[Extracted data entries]
§ §
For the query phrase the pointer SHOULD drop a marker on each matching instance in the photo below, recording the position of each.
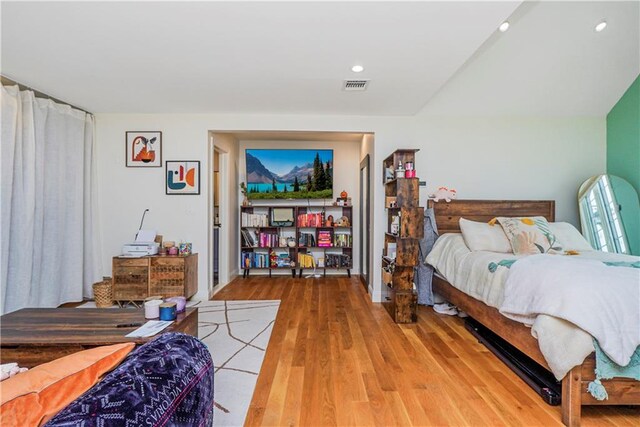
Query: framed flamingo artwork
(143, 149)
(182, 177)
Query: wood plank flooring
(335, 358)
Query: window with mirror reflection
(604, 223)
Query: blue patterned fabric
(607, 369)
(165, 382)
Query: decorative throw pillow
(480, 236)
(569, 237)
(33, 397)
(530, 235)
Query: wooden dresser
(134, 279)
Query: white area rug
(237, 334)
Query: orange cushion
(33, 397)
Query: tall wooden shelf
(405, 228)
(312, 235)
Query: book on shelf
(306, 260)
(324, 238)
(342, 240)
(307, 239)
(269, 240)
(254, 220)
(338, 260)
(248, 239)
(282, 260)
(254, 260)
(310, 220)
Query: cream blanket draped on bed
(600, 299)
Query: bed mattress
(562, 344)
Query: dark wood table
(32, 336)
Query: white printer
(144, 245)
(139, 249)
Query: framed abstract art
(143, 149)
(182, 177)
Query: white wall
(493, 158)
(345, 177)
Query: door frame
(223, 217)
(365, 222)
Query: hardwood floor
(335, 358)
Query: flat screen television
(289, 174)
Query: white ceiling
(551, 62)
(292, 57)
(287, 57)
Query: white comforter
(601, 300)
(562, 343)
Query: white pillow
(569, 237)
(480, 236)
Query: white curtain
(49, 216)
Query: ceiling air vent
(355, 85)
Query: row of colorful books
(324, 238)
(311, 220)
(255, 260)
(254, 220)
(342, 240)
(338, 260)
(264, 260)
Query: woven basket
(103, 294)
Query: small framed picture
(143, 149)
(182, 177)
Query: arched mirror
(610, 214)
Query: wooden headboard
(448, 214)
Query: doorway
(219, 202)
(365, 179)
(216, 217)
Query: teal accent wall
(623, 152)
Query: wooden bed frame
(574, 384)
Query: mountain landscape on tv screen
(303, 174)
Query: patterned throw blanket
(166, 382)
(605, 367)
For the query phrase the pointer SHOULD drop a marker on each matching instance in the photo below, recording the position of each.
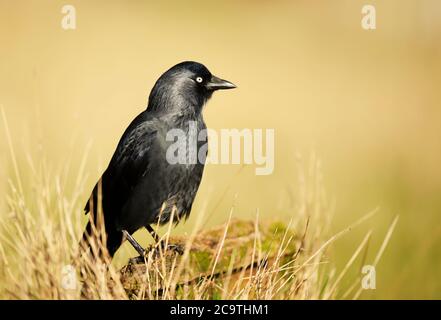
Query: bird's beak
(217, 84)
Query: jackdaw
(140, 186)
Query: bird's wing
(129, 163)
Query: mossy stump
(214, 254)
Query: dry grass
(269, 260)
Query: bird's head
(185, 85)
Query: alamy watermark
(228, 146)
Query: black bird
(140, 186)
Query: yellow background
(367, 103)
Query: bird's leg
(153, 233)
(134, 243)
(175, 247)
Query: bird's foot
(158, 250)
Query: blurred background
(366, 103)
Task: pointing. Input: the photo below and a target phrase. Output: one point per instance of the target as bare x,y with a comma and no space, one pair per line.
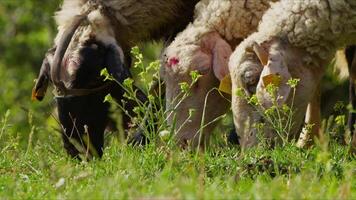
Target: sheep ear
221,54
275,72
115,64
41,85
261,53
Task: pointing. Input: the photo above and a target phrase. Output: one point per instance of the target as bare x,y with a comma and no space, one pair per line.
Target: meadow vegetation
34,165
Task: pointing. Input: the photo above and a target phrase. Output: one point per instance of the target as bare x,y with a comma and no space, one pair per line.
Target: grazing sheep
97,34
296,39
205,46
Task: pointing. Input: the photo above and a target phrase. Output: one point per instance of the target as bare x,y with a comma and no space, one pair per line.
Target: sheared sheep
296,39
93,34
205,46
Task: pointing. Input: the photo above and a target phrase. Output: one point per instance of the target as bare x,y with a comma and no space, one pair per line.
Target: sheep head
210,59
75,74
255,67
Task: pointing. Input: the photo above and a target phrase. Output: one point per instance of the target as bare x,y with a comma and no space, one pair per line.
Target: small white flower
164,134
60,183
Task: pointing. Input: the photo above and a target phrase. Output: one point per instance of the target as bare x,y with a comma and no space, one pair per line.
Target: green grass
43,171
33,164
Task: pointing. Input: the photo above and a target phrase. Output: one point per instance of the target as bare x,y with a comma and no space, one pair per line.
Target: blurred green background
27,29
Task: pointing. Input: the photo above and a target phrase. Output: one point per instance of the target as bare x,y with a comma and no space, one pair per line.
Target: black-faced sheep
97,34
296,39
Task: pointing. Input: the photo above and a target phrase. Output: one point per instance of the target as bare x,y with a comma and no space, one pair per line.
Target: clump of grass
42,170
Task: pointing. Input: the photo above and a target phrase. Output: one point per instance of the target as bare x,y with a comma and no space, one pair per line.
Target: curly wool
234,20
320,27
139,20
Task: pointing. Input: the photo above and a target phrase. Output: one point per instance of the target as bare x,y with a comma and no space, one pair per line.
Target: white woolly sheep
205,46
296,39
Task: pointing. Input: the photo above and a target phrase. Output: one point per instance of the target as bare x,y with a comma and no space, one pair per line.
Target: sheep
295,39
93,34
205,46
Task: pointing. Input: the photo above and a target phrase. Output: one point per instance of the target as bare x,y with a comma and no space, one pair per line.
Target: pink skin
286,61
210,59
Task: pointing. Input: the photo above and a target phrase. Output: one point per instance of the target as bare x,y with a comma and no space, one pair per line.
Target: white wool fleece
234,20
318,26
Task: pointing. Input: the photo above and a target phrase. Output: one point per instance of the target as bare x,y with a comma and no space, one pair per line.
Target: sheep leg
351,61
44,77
§ §
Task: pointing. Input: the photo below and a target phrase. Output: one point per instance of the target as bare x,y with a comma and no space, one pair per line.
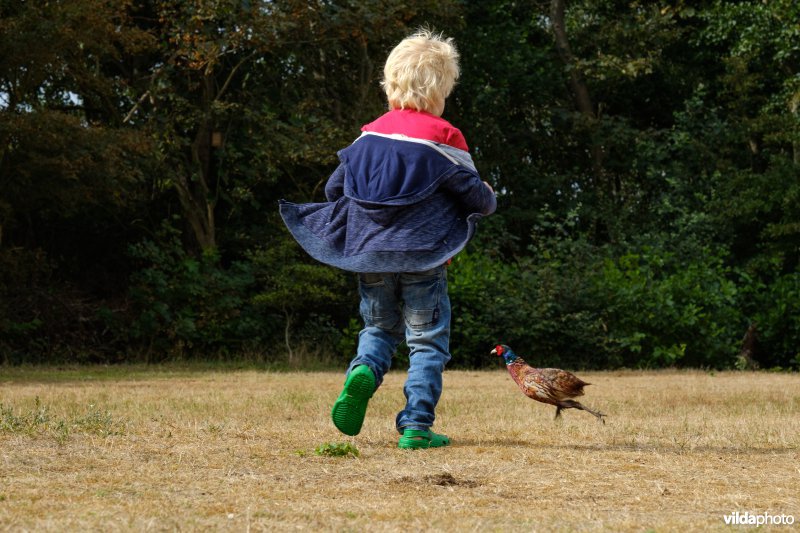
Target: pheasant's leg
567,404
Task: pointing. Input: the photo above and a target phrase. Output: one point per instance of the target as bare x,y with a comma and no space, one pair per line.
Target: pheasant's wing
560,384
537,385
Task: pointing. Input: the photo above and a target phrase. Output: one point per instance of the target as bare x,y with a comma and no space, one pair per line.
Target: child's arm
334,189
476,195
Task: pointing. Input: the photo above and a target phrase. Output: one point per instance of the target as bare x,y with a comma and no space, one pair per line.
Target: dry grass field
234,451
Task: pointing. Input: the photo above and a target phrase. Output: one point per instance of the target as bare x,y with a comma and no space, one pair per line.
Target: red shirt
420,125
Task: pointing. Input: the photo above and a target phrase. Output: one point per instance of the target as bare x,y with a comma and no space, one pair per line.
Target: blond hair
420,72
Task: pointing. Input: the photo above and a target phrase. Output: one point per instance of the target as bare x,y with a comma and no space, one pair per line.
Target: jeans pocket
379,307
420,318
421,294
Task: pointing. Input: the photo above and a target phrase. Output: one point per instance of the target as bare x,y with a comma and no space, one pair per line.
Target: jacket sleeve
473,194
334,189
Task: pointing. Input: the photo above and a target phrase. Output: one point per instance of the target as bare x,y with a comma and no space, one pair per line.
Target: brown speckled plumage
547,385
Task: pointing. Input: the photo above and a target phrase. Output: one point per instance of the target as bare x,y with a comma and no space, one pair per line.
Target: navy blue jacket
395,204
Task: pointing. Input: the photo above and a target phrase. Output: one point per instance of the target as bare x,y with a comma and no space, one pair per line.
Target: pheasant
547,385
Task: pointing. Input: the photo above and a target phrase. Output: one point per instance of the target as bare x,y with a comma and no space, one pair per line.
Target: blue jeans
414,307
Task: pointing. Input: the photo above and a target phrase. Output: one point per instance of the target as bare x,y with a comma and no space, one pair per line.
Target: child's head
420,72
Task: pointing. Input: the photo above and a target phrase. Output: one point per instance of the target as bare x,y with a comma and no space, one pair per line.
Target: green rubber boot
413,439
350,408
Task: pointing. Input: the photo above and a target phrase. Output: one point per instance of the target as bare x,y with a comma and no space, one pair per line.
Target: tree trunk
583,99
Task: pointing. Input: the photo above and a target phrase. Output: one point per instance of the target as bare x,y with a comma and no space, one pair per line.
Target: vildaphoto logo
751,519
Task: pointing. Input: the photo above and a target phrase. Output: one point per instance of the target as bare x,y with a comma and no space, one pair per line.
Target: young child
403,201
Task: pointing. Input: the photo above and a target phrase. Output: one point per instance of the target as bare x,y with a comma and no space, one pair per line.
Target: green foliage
§ §
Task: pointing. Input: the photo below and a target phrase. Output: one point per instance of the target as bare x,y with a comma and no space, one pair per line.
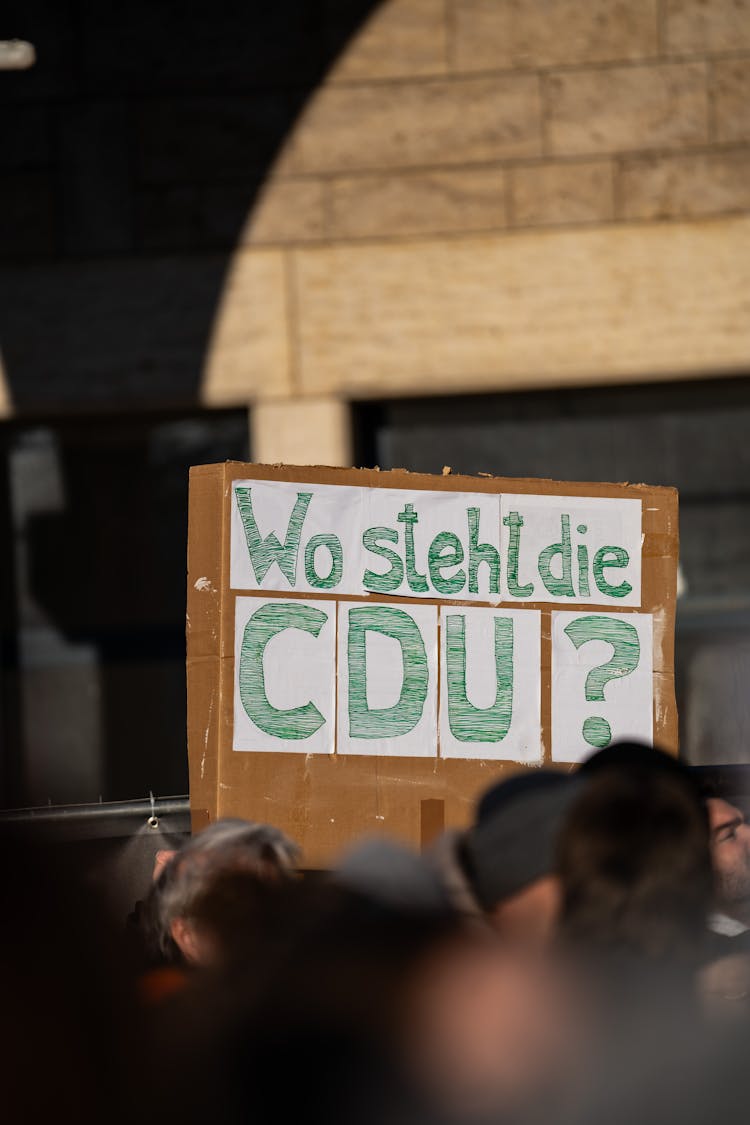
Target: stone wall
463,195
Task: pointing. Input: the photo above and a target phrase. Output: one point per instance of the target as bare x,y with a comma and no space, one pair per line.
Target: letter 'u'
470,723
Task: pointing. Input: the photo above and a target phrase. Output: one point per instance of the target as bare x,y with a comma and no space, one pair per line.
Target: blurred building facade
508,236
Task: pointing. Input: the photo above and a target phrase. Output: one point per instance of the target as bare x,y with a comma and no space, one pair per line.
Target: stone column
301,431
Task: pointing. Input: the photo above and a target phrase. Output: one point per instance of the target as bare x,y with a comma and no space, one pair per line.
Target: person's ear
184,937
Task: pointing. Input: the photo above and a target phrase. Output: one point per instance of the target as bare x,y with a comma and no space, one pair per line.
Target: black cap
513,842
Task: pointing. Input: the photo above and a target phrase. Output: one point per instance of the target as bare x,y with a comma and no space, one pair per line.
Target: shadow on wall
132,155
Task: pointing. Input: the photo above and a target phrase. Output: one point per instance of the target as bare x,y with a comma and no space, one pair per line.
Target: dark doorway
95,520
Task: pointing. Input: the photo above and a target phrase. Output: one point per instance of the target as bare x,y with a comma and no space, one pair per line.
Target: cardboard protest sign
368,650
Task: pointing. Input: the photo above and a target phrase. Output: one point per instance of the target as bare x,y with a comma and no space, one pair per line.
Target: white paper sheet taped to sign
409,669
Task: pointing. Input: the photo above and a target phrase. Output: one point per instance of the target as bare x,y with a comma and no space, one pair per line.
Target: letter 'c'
§ §
# Work required
Set down exactly the lines of the data above, beginning with the line that has "Target: blurred building facade" and ending with the line that has "Target: letter 'c'", and no others.

# Written response
Target: blurred building facade
508,236
Task: pointing. Input: the photo above and a target phrase. Output: one point per instance of the target as bare x,y with a comma and no space, one pair per line.
Target: stone column
301,431
Task: pointing. Input: the photo above and a target phrase. Output: one point per instance of the target as bare x,y with a comma and no space, one pair per line.
Target: person's ear
184,937
Task: pointing. Input: the photo above and a target phrase. Output: one point per instance of the target as bare x,y with a comma and no space, one pair per line.
Target: black cap
513,842
Task: pointing. Input: the photo above and a target phrase. Output: one point per instance of the target as bare x,y with a comma and no space, one pair per line.
Target: shadow on wall
132,155
Task: pointing. Input: the photo above and a target phrase. Output: one point per instance of the target as bare x,y with a comma and no space, one pair per line.
Target: dark doorway
95,520
Task: pointing. Input: the photo above and a target phrase. Output: one point per instance of the target as bare x,y with a comma and no space, one pair per line.
Target: cardboard protest sign
368,650
Task: pointing. Input: the photo above and a target phrase. Output: one point per instance of the target as bare x,y with a comma and no space, one pair per line.
Target: white paper sheet taped to sign
409,669
Task: pointing. Input: the photo above and a target phrase. Output: one point per instance of the target as bare x,y with a comma and no space, one pair per line.
Target: letter 'c'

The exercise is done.